▶ _Problem_:
Rewrite the records starting at the line that contains "Each instance receives one point. Mark the red" and continuing through the end of the records, replacing "goal post" with "goalpost" and leaving everything else the same.

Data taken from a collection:

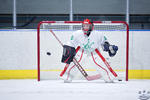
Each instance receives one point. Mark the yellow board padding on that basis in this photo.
(32, 74)
(18, 74)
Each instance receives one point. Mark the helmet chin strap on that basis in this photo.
(87, 32)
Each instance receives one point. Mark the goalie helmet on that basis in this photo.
(87, 27)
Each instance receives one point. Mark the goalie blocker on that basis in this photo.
(68, 54)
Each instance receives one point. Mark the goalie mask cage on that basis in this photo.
(49, 51)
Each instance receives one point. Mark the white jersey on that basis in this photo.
(88, 43)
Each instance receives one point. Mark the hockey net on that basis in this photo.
(49, 51)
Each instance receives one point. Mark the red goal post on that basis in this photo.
(48, 23)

▶ _Result of the exercise_:
Each instance receives one point. Mark the red goalpost on that basis in this photo.
(48, 23)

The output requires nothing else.